Translate into Spanish the following sentence from the passage on the Pikedale soldier settlement: "SOLDIER settlements were seen as one of many ways to repatriate soldiers back from service in World War I."

- _Passage shown_
•••

SOLDIER settlements were seen as one of many ways to repatriate soldiers back from service in World War I.
The Pikedale (Amiens), Stanthorpe and Cottonvale Soldier Settlement (one of many established around Australia) became the vision of a future life for 501 returned men and their families.
They brought with them the names of the battles they had participated in – Amiens, Bapaume, Messines, Bullecourt, Passchendaele, Pozieres, Fleurbaix, and these became the names, of villages, railway sidings and areas, that still exist today. Their legacies are manifold.
In May 1917, Mr Hunter the Minister for Lands, announced that 17,000 acres of land had been reserved at “The 13 Mile” on Pikedale, about 15 kilometres from Stanthorpe.
Surveys were made of 138 portions comprising 4,368 acres consisting of blocks ranging from 18 to 76 acres. It was decided that the blocks were suitable for fruit growing, and ringbarking was commenced of five-acre areas on each block preparatory to clearing. Clearing commenced in August 1917. Some 20 acres was also set aside as a nursery and state farm, for training the soldiers.
By the end of 1918, Mr A.P. Devereux, an ex-soldier had been appointed manager of the settlement, a sawmill had been established, 4,000 apple and peach trees had been planted, and five acres set aside for a school.
Preparations were being made for the building of the school and recreation hall, and 19 returned soldiers were already camped, or housed at The 13 Mile.
In order to take up their allotments the soldiers were each given an advance of 500 pounds (this was later increased to 625 pounds – this sum was equivalent to about two and a half years’ pay, for an average worker), at an interest rate of three and a half per cent payable over a 40-year period.
This advance was intended to allow the men to purchase their land, equipment, and necessary materials in order to make a beginning. Soldiers had to apply to the Land Settlement Committee, to be considered for the available blocks of land, had to be honourably discharged, and to have an aptitude for farming.
By early 1919 Miss Bertha Smith had 13 children attending what was to become Amiens State School and plans were being made to construct a tramway, with a three foot six inch wide gauge (about a metre) from Cottonvale a distance of 13 miles (approximately 20 kilometres). At this stage 46 soldiers, with families, in many cases had been settled and most were living in bark huts, including Miss Smith.

•••

- _Recorded information_
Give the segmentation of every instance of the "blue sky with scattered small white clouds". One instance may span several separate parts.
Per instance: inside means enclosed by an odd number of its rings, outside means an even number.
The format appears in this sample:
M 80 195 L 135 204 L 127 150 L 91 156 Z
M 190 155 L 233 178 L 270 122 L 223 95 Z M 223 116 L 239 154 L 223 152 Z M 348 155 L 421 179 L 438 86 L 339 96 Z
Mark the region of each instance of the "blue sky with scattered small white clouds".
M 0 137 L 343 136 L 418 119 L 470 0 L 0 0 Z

•••

- _Result of the exercise_
Los asentamientos de soldados se consideraban una de las muchas formas de repatriar a los soldados tras su servicio en la Primera Guerra Mundial.